### Provided data
========
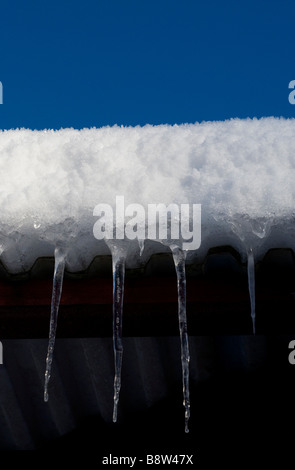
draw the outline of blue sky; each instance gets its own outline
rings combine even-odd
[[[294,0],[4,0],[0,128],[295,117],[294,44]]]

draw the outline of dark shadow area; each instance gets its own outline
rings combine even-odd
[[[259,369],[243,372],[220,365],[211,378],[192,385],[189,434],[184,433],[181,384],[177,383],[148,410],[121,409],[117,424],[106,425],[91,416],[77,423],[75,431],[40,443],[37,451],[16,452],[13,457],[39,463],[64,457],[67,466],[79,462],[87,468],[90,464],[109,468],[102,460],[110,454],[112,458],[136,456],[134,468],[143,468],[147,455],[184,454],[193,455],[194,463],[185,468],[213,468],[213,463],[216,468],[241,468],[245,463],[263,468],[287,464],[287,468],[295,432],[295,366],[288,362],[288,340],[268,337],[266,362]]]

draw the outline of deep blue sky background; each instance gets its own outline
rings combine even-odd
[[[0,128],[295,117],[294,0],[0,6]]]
========
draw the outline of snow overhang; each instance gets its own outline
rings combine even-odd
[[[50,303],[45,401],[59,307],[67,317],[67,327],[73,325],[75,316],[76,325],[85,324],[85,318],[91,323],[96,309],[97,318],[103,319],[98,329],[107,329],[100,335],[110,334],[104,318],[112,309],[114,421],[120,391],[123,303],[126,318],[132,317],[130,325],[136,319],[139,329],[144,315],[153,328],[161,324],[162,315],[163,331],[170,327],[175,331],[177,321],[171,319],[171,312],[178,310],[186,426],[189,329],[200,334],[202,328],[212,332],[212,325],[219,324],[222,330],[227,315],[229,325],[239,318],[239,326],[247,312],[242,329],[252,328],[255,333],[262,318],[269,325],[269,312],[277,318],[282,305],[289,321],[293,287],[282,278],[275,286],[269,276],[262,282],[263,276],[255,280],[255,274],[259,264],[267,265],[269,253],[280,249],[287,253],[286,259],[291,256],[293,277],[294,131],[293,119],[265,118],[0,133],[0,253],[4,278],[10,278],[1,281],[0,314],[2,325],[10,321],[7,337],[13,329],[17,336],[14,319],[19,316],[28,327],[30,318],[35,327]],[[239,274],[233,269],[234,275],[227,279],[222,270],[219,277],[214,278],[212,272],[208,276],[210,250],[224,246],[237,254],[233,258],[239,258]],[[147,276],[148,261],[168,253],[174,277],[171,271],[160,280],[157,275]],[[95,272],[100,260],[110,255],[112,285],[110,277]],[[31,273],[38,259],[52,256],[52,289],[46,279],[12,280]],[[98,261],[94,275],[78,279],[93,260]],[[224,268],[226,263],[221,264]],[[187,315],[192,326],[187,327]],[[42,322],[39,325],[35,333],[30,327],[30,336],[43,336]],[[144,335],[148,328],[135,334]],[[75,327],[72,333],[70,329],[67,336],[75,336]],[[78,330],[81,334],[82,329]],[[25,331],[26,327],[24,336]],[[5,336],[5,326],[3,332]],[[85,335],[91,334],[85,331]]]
========
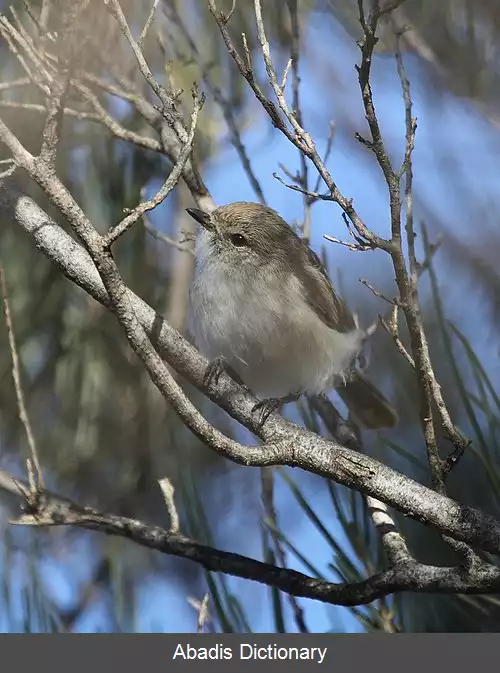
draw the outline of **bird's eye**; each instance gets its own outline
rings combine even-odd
========
### Your objective
Each line of the records above that contains the word "blue" should be counted; give the resulting number without further words.

### Completed task
2